◆ GIVEN INSTRUCTION:
Transcribe word for word the lines spanning the line with "One point goes on each instance of the ceiling fan light" through the end of the records.

** start of DATA ROWS **

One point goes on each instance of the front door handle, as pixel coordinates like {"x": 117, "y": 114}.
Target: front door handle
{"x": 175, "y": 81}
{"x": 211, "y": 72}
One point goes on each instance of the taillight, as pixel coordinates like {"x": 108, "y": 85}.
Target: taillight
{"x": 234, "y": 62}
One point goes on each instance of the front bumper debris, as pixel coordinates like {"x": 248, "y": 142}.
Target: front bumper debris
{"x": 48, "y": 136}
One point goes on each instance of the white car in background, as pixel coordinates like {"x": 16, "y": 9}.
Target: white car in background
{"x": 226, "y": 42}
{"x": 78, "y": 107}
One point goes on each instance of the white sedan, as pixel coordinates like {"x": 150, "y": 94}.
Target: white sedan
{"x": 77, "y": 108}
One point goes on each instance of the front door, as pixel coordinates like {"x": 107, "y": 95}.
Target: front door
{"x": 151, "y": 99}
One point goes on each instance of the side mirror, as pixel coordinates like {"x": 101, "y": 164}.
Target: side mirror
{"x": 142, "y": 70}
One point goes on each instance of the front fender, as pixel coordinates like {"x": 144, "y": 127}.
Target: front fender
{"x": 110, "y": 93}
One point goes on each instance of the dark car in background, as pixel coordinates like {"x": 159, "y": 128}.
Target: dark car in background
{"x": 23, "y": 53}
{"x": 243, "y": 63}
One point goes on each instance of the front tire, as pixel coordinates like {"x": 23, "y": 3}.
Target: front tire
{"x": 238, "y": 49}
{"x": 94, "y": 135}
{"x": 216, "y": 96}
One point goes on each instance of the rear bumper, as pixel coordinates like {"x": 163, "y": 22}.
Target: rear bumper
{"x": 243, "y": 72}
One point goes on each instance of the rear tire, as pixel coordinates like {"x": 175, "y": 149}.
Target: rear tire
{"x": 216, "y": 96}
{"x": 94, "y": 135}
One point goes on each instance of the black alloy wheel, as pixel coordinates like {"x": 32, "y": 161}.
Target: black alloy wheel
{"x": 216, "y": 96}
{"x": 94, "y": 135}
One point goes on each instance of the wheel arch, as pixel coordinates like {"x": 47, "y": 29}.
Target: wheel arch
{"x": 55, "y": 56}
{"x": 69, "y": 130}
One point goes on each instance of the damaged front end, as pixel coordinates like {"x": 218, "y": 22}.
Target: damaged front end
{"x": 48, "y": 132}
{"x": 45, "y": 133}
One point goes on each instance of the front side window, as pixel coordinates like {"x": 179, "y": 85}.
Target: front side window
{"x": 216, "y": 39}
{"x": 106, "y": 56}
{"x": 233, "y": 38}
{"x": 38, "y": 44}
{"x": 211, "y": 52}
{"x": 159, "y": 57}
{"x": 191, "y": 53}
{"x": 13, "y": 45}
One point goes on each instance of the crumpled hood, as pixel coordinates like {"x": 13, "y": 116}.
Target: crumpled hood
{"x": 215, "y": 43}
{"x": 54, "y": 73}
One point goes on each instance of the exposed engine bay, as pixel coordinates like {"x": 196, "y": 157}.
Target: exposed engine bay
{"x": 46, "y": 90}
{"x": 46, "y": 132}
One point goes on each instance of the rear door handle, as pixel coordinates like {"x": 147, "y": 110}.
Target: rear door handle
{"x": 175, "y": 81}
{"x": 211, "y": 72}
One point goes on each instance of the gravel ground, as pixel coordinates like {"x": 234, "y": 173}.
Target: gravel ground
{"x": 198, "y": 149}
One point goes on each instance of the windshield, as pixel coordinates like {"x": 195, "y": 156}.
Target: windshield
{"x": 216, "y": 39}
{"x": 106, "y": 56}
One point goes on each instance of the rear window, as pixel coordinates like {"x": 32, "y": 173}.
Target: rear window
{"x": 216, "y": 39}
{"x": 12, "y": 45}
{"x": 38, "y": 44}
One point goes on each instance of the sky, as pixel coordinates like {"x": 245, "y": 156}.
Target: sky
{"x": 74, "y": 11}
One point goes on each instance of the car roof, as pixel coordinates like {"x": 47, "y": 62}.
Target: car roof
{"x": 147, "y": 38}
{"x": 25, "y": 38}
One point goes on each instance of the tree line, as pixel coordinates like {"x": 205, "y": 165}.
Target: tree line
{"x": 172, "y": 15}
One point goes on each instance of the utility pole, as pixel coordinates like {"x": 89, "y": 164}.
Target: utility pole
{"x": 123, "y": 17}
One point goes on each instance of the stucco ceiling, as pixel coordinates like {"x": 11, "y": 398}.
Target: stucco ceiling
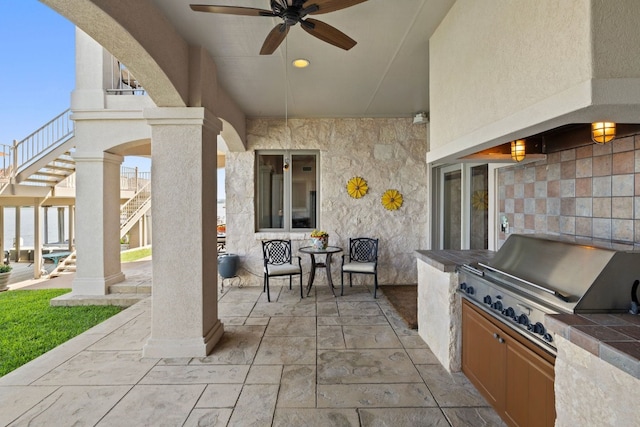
{"x": 385, "y": 75}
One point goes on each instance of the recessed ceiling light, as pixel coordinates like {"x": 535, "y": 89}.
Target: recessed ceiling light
{"x": 301, "y": 63}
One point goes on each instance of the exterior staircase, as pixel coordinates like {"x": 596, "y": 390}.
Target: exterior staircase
{"x": 40, "y": 163}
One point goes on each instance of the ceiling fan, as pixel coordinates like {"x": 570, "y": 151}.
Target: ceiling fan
{"x": 293, "y": 12}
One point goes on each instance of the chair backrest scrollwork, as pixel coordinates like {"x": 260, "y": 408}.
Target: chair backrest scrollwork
{"x": 363, "y": 249}
{"x": 277, "y": 252}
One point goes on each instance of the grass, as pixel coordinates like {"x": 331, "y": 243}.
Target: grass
{"x": 29, "y": 326}
{"x": 135, "y": 254}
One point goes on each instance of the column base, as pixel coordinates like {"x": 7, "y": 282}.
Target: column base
{"x": 187, "y": 347}
{"x": 95, "y": 286}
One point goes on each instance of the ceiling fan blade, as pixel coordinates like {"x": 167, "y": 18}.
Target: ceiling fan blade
{"x": 231, "y": 10}
{"x": 327, "y": 33}
{"x": 273, "y": 40}
{"x": 326, "y": 6}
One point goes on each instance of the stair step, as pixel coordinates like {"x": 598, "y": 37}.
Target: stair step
{"x": 60, "y": 168}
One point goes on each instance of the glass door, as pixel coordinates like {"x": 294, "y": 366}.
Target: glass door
{"x": 462, "y": 215}
{"x": 451, "y": 207}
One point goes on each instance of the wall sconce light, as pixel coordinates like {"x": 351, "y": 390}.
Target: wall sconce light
{"x": 603, "y": 132}
{"x": 518, "y": 150}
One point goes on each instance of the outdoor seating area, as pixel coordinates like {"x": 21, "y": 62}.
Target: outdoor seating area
{"x": 320, "y": 361}
{"x": 362, "y": 258}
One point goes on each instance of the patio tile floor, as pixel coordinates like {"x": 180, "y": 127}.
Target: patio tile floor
{"x": 320, "y": 361}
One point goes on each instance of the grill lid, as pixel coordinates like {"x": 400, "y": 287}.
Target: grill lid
{"x": 573, "y": 277}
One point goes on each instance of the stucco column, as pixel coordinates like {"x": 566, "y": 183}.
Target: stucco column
{"x": 97, "y": 223}
{"x": 184, "y": 193}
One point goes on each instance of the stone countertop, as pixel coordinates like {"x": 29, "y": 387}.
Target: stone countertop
{"x": 614, "y": 338}
{"x": 447, "y": 260}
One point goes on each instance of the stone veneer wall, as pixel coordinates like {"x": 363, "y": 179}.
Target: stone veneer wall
{"x": 592, "y": 392}
{"x": 388, "y": 153}
{"x": 590, "y": 192}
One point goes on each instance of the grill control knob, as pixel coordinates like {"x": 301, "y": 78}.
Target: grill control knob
{"x": 509, "y": 312}
{"x": 538, "y": 328}
{"x": 523, "y": 320}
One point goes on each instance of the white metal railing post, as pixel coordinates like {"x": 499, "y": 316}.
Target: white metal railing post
{"x": 14, "y": 159}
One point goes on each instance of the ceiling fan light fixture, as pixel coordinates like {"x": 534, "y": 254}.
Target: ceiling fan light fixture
{"x": 301, "y": 63}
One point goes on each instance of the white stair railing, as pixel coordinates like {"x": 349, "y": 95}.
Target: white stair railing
{"x": 43, "y": 140}
{"x": 134, "y": 207}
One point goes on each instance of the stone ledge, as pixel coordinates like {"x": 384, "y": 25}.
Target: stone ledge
{"x": 120, "y": 300}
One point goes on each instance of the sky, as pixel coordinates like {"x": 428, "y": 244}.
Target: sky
{"x": 37, "y": 72}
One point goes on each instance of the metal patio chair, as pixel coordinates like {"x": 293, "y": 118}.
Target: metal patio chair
{"x": 361, "y": 259}
{"x": 279, "y": 261}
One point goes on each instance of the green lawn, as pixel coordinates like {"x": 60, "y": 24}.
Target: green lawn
{"x": 29, "y": 326}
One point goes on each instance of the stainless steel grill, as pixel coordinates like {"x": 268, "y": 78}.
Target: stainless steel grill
{"x": 531, "y": 276}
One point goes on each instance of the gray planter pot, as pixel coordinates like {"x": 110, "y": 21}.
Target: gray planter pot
{"x": 4, "y": 281}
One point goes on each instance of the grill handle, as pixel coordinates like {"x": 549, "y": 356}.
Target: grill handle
{"x": 560, "y": 295}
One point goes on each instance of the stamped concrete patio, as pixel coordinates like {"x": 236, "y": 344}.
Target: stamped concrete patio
{"x": 320, "y": 361}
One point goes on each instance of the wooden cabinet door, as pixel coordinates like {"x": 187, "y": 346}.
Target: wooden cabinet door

** end of DATA ROWS **

◆ EXERCISE OUTPUT:
One point goes on each instance of the ceiling fan light fixture, as pixel coordinates like {"x": 534, "y": 254}.
Target: ceiling fan light fixture
{"x": 301, "y": 63}
One point goes on each instance of the white stair railing, as pixel coordinates like {"x": 349, "y": 95}.
Target: white stair railing
{"x": 43, "y": 140}
{"x": 134, "y": 207}
One point goes on each instance of the stone ledge, as pixel coordinates like {"x": 384, "y": 25}.
Target: stone ledge
{"x": 120, "y": 300}
One point goes on each instance of the sky, as pixel coordinates like {"x": 428, "y": 244}.
Target: sky
{"x": 37, "y": 72}
One point goes on each instance of the metal patio chair, as pixel coordinates like {"x": 293, "y": 118}.
Target: metal patio chair
{"x": 361, "y": 259}
{"x": 279, "y": 261}
One point goes on each instance of the green lawn, as pixel coordinates like {"x": 60, "y": 24}.
Target: green lawn
{"x": 29, "y": 326}
One point goes on each instance of the stainless steel grill, as pixel coordinates like {"x": 268, "y": 78}.
Target: stainless steel grill
{"x": 531, "y": 276}
One point goes on each instance of the gray planter pot, as pixel coordinates like {"x": 110, "y": 21}.
Target: gray planter pot
{"x": 4, "y": 281}
One point goes on each instance of the grill handle, as pixel coordinates like {"x": 549, "y": 356}.
Target: grill handle
{"x": 560, "y": 295}
One point goes on each instance of the stamped concrete patio, as pixel coordinates like {"x": 236, "y": 344}.
Target: stamped concrete patio
{"x": 320, "y": 361}
One point goes on each instance of the wooden cabinet door, as pixel coordinates like {"x": 187, "y": 346}.
Target: wooden cabinet door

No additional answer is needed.